(Data extracted from a collection)
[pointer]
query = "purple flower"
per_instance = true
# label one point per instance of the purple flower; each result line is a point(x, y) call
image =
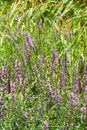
point(62, 79)
point(3, 70)
point(25, 114)
point(16, 17)
point(46, 124)
point(53, 57)
point(28, 40)
point(86, 68)
point(86, 89)
point(59, 61)
point(26, 51)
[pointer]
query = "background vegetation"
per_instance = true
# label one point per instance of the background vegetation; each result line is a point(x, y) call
point(43, 65)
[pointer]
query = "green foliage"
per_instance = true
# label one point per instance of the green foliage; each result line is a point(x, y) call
point(37, 89)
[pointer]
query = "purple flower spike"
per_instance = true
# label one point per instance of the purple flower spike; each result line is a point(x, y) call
point(46, 124)
point(53, 57)
point(28, 40)
point(86, 68)
point(59, 61)
point(25, 114)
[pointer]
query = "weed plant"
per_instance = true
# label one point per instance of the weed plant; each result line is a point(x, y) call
point(43, 65)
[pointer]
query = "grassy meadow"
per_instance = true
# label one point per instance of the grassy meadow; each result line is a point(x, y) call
point(43, 65)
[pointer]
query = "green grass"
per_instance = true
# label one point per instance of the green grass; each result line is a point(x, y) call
point(39, 91)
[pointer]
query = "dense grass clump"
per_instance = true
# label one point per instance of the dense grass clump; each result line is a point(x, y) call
point(43, 65)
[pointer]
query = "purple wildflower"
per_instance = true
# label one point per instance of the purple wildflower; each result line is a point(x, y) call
point(16, 17)
point(46, 124)
point(53, 57)
point(84, 110)
point(42, 60)
point(3, 70)
point(73, 98)
point(25, 114)
point(86, 68)
point(28, 40)
point(26, 51)
point(62, 79)
point(65, 61)
point(59, 61)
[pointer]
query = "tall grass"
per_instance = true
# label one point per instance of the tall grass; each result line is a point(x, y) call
point(43, 65)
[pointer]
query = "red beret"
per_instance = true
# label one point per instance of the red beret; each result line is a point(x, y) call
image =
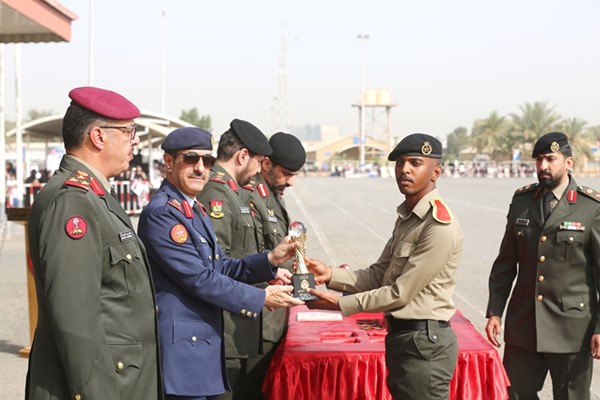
point(104, 102)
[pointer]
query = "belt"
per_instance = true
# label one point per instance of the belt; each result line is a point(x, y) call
point(395, 325)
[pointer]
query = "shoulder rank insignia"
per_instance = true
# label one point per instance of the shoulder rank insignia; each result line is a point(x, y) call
point(589, 192)
point(218, 177)
point(176, 204)
point(441, 212)
point(526, 188)
point(179, 234)
point(79, 179)
point(262, 190)
point(216, 209)
point(76, 227)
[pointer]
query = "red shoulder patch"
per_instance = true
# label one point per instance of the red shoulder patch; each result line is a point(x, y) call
point(179, 234)
point(76, 227)
point(441, 212)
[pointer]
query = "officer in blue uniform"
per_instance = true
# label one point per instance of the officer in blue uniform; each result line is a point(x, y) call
point(194, 280)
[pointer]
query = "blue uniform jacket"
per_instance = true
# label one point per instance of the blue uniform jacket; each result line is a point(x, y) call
point(194, 282)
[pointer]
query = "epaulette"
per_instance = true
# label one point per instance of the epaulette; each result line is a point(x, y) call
point(441, 212)
point(589, 192)
point(218, 177)
point(526, 188)
point(84, 181)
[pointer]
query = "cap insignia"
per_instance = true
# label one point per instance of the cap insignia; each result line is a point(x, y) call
point(426, 149)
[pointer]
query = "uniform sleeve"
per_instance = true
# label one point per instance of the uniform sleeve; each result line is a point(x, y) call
point(437, 246)
point(504, 271)
point(222, 221)
point(187, 267)
point(70, 275)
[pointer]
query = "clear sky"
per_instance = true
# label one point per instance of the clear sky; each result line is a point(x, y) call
point(445, 63)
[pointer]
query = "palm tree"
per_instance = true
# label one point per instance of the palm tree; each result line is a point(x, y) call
point(581, 140)
point(535, 120)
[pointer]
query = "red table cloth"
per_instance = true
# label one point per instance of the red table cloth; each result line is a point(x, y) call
point(343, 360)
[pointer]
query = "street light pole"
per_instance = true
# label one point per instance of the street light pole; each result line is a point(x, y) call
point(363, 38)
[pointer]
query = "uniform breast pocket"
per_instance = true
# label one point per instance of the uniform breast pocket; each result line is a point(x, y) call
point(127, 270)
point(569, 246)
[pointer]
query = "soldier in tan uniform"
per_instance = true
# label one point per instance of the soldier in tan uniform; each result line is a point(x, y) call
point(278, 172)
point(240, 153)
point(551, 252)
point(413, 280)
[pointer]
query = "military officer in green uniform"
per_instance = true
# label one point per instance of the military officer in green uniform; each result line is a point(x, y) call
point(96, 335)
point(413, 280)
point(240, 153)
point(278, 172)
point(551, 253)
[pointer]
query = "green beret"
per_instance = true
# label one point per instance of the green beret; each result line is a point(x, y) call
point(417, 144)
point(551, 143)
point(287, 151)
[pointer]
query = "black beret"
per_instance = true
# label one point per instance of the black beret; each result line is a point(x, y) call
point(417, 144)
point(187, 138)
point(104, 102)
point(251, 137)
point(551, 143)
point(287, 151)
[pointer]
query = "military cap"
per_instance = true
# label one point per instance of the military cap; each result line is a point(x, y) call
point(287, 151)
point(251, 137)
point(417, 144)
point(187, 138)
point(104, 102)
point(551, 143)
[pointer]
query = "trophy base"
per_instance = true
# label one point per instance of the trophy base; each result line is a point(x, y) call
point(301, 283)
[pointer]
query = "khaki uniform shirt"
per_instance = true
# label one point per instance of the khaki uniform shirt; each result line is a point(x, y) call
point(414, 277)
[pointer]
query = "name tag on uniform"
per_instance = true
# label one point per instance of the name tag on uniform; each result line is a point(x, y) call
point(123, 236)
point(572, 226)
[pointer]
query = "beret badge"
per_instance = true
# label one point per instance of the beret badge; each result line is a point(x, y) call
point(426, 149)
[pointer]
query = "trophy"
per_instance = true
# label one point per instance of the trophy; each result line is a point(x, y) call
point(302, 279)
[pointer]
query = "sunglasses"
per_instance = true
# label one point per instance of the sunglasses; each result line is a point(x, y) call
point(194, 159)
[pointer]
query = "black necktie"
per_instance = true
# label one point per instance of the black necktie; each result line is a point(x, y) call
point(547, 205)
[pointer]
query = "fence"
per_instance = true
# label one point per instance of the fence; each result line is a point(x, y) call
point(132, 195)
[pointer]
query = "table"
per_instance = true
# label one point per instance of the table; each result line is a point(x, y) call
point(345, 359)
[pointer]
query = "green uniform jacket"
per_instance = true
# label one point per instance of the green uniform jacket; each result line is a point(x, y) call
point(553, 307)
point(96, 335)
point(272, 223)
point(234, 229)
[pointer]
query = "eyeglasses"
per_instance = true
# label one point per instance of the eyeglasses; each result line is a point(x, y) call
point(127, 128)
point(194, 158)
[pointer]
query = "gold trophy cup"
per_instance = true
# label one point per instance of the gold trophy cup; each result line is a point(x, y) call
point(302, 279)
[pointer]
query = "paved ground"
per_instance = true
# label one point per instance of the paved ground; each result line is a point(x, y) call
point(348, 220)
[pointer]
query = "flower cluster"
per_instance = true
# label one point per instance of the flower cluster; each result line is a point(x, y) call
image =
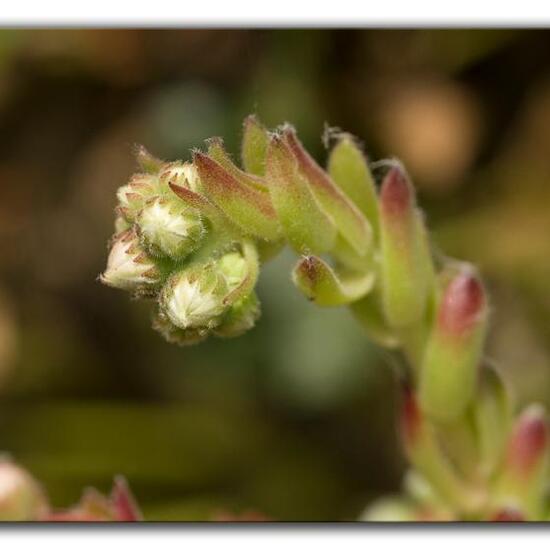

** What is required **
Print the entries above exactly, taking out only the pictures.

** Answer to the problem **
[pointer]
query = "purple flower"
per_instance = true
# label one point per instance of the purple flower; each result line is a point(x, y) call
image =
point(62, 79)
point(3, 70)
point(25, 114)
point(16, 17)
point(46, 124)
point(53, 57)
point(28, 40)
point(86, 68)
point(86, 89)
point(59, 61)
point(26, 51)
[pointer]
query = "background vegetation"
per_instance = true
# label one point per instance of the background vegetation; each result line is a point(x, y) call
point(43, 65)
[pointer]
query = "green foliage"
per_instance = true
# label one point per instance of the green foliage; each result line is a point(x, y) call
point(37, 89)
[pointer]
query = "purple flower spike"
per_instance = true
# label one point per instance of the purple flower spike; each result line is a point(x, y) call
point(46, 124)
point(53, 57)
point(28, 40)
point(86, 68)
point(59, 61)
point(25, 114)
[pointer]
query = "weed plant"
per_instance = true
# label one point per instance of the weed plant; each result line is a point(x, y) call
point(43, 65)
[pointer]
query = "grassy meadow"
per_instance = true
# label one point per instance of the grassy meadow; each result line is a point(x, y) call
point(43, 65)
[pointer]
query = "green grass"
per_instance = true
# label one point per instance of the green grass; each result line is a point(x, y) call
point(39, 91)
[pointer]
query = "dense grass clump"
per_instance = true
# label one point per instance of the dense grass clump; each result line is a point(x, y) call
point(43, 65)
[pointer]
query = "purple wildflower"
per_instance = true
# label one point per instance of the purple wildflower; each result line is a point(x, y) call
point(16, 17)
point(46, 124)
point(53, 57)
point(84, 110)
point(42, 60)
point(3, 70)
point(73, 98)
point(25, 114)
point(86, 68)
point(28, 40)
point(26, 51)
point(62, 79)
point(65, 61)
point(59, 61)
[pointer]
query = "tall grass"
per_instance = true
# label one point per instance of the tall grass; each result line is a point(x, y) call
point(43, 65)
[pointer]
query = "red beret"
per_instance = true
# label one point per instance of the red beret; each result line is a point(x, y) call
image =
point(104, 102)
[pointer]
query = "belt"
per_instance = true
# label one point per instance of the belt; each result line is a point(x, y) call
point(395, 325)
[pointer]
query = "shoulder rank insignia"
per_instance = true
# label one point per instance of the shoulder rank insignia; each result line is a point(x, y) call
point(589, 192)
point(218, 177)
point(176, 204)
point(441, 212)
point(526, 188)
point(179, 234)
point(79, 179)
point(262, 190)
point(216, 209)
point(76, 227)
[pointer]
query = "red shoulder patch"
per_instance = true
# label one point per instance of the red shoulder patch; each result line is a point(x, y) call
point(179, 234)
point(76, 227)
point(441, 212)
[pointer]
query = "officer in blue uniform"
per_instance = true
# label one point per instance of the officer in blue uniform; each result line is a point(x, y) call
point(194, 280)
[pointer]
query = "blue uniform jacket"
per_instance = true
# label one point per instance of the blue uniform jacket; each result line is a point(x, y) call
point(194, 282)
[pointer]
query = "epaulette"
per_instance = true
# label one point per instance of the epaulette; each result line is a point(x, y) call
point(441, 212)
point(589, 192)
point(218, 177)
point(526, 188)
point(84, 181)
[pointer]
query = "cap insignia"
per_instance = true
# label one point per instance of the cap insignia; each result line is a point(x, y) call
point(426, 149)
[pointer]
query = "uniform sleeve"
per_instance = true
# label one point per instance of the uniform sleeve; each result line is a point(x, y) call
point(437, 246)
point(504, 271)
point(222, 221)
point(187, 267)
point(70, 275)
[pointer]
query = "clear sky"
per_instance = true
# label one point per instance of the clear sky; each result line is a point(x, y) call
point(445, 63)
[pointer]
query = "palm tree"
per_instance = true
# label one point per instance of the palm tree; each result line is a point(x, y) call
point(581, 140)
point(535, 120)
[pointer]
query = "red table cloth"
per_instance = true
# label one point per instance of the red table cloth; each result line is a point(x, y) call
point(343, 360)
[pointer]
query = "street light pole"
per_instance = true
# label one point per instance of the street light pole; each result line is a point(x, y) call
point(363, 38)
[pointer]
query = "uniform breast pocket"
per_instance = true
# label one point per instance of the uniform breast pocket; each result line is a point(x, y) call
point(127, 270)
point(569, 246)
[pointer]
query = "soldier in tan uniform"
per_instance = true
# label one point per instance of the soldier in tan uniform; each result line is a point(x, y) call
point(278, 172)
point(240, 153)
point(551, 252)
point(413, 280)
[pointer]
query = "military officer in green uniform"
per_instance = true
# label one point per instance of the military officer in green uniform; each result line is a point(x, y) call
point(96, 335)
point(413, 280)
point(240, 153)
point(278, 172)
point(551, 253)
[pointer]
query = "green beret"
per_instance = true
# label one point per instance of the green beret; each result line is a point(x, y) call
point(417, 144)
point(551, 143)
point(287, 151)
[pointer]
query = "black beret"
per_instance = true
# label one point per instance of the black beret; each result line is a point(x, y) call
point(417, 144)
point(187, 138)
point(104, 102)
point(251, 137)
point(551, 143)
point(287, 151)
[pointer]
query = "military cap"
per_instance = true
# label one point per instance of the military cap; each result line is a point(x, y) call
point(287, 151)
point(251, 137)
point(417, 144)
point(187, 138)
point(104, 102)
point(551, 143)
[pointer]
query = "trophy base"
per_instance = true
# label one point per instance of the trophy base; each result line is a point(x, y) call
point(301, 283)
[pointer]
query = "khaki uniform shirt"
per_instance = true
# label one point per instance of the khaki uniform shirt; each result line is a point(x, y) call
point(414, 277)
[pointer]
query = "name tag on uniform"
per_instance = true
# label one point per instance of the name tag on uniform; each result line is a point(x, y) call
point(123, 236)
point(572, 226)
[pointer]
query = "beret badge"
per_instance = true
# label one point per instance of the beret badge; each result line is a point(x, y) call
point(426, 149)
[pointer]
query = "trophy"
per_instance = true
# label one point per instance of the trophy; each result line is a point(x, y) call
point(302, 279)
[pointer]
query = "sunglasses"
per_instance = true
# label one point per instance of the sunglasses; each result line is a point(x, y) call
point(194, 159)
[pointer]
query = "black necktie"
per_instance = true
# label one point per instance of the black necktie; each result line is a point(x, y) call
point(547, 205)
[pointer]
query = "fence"
per_instance = true
# label one point per instance of the fence; each result line is a point(x, y) call
point(132, 195)
[pointer]
query = "table"
per_instance = true
# label one point per instance of the table; each result line is a point(x, y) call
point(345, 359)
[pointer]
query = "green uniform jacket"
per_instance = true
# label one point per instance of the green uniform jacket; each result line is a point(x, y) call
point(553, 307)
point(96, 335)
point(272, 223)
point(234, 229)
[pointer]
query = "eyeglasses"
per_instance = true
# label one point per instance of the eyeglasses; each result line is a point(x, y) call
point(127, 128)
point(194, 158)
[pointer]
query = "gold trophy cup"
per_instance = true
# label one point per instance of the gold trophy cup; each result line is a point(x, y) call
point(302, 279)
[pointer]
query = "paved ground"
per_instance = true
# label one point per instance of the paved ground; each result line is a point(x, y) call
point(348, 220)
[pointer]
query = "flower cluster"
per_instance = true
# label one point per instance of the flower cluster; each result line is a point(x, y) call
image =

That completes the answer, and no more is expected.